======== Text provided

Despite Amgen having a strong drug portfolio and introducing six innovations into the US market, Amgen’s share price continues to move horizontally. This is mainly due to the loss of patent protection for its leading oncology drug combination Neupogen and Neulasta in 2013 and September 2015, respectively. With fears of generic competition eroding Amgen’s oncology market, investors have attributed low valuation to the company.

However, Repatha, with a target audience of about 25 million people, can prove to be a blockbuster therapy for Amgen. Priced at $14,100 per year per patient, this drug can become a major driver of Amgen’s profitability. As high cholesterol is also associated with other cardiovascular diseases such as heart attacks or strokes, physicians and patients will be more willing to use Repatha. Although there are pressures from the payer lobby, the superior clinical profile of the drug compared to existing therapies such as Pfizer’s (PFE) Lipitor and Novatis’s (NVS) Crestor may force health insurers to include the drug in its coverage.

================
======== Data excerpts

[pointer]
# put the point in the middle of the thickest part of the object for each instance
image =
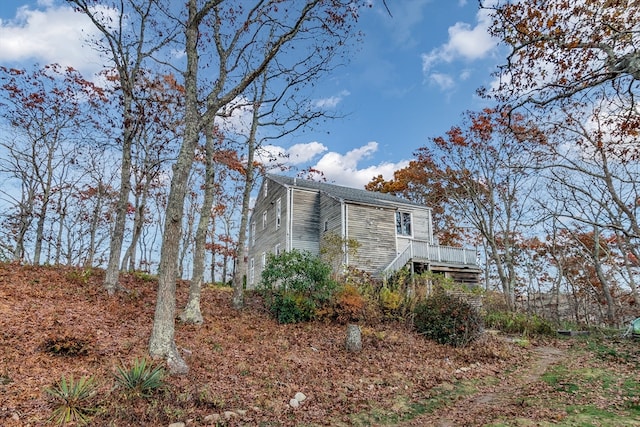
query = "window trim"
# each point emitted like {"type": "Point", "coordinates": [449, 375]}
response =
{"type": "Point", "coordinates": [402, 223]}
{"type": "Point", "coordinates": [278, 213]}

================
======== Data excerpts

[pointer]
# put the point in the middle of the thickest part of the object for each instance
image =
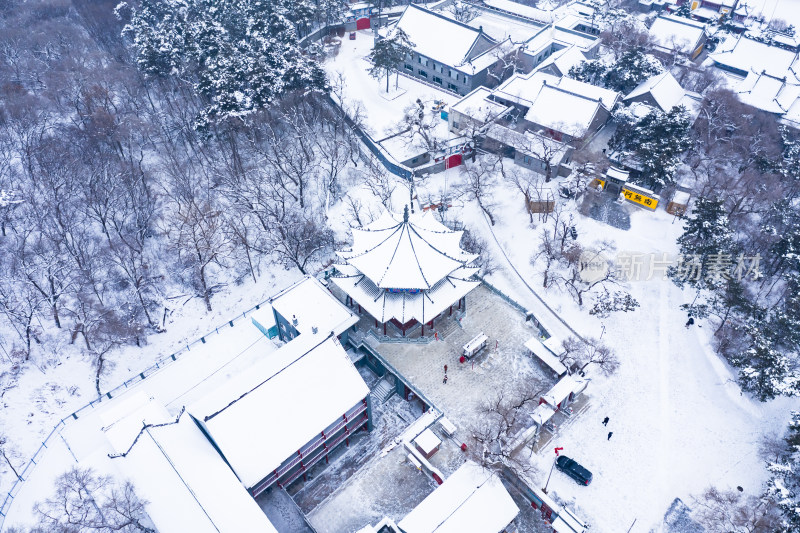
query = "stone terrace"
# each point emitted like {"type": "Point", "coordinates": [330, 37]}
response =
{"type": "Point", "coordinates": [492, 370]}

================
======== Data excerpts

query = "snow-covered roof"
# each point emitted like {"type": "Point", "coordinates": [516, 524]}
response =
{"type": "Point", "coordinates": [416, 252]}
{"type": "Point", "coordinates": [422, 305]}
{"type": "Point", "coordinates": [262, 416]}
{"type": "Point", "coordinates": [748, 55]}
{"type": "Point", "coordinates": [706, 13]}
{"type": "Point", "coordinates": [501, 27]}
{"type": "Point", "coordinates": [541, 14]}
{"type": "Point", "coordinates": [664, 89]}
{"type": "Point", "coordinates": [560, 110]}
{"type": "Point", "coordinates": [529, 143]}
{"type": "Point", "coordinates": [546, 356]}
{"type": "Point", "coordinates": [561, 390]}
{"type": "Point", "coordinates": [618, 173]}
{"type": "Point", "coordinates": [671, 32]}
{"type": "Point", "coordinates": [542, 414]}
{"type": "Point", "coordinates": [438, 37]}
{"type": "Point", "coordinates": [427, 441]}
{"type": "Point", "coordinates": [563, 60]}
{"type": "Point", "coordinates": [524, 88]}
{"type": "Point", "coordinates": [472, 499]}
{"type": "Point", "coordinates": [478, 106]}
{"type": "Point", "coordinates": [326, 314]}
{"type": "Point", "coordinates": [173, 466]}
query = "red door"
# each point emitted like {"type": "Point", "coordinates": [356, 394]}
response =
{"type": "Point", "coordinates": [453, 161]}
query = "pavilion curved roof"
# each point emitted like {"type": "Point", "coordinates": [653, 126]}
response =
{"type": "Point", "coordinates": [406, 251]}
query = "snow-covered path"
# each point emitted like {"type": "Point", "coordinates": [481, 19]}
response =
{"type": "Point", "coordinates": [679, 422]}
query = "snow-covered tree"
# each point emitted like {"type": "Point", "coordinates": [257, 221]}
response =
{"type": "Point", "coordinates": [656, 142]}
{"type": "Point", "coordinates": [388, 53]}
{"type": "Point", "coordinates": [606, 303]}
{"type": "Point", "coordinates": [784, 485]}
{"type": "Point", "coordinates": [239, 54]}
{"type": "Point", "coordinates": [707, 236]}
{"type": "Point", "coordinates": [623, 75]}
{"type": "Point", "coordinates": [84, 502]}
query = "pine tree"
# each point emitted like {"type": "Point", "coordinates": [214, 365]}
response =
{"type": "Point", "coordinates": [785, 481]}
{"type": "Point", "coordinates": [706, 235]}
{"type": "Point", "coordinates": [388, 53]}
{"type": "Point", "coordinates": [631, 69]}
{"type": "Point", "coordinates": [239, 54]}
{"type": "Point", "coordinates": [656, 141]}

================

▸ Exercise prompt
Pick up the text on Amgen's share price and Repatha after its final sentence and keep it going. The data shown here was taken from a different source than the text.

▸ Result of the task
Amgen is focusing on effectively communicating the value proposition of Repatha to both primary care physicians and specialists such as cardiologists, endocrinologists, and lipid and diabetes physicians. In addition, the company is conducting an intravascular ultrasound imaging study in collaboration with Cleveland Clinic. It’s also conducting a 27,500-patient outcomes trial. Results are expected for both in 2016 and 2017, respectively. These studies are expected to establish efficacy and differentiate Repatha from other PCSK9 inhibitor drugs.

Instead of directly investing in Amgen and being exposed to many of its business-specific risks, investors can opt to invest in the iShares NASDAQ Biotechnology ETF (IBB). Amgen accounts for 8.53% of IBB’s total holdings.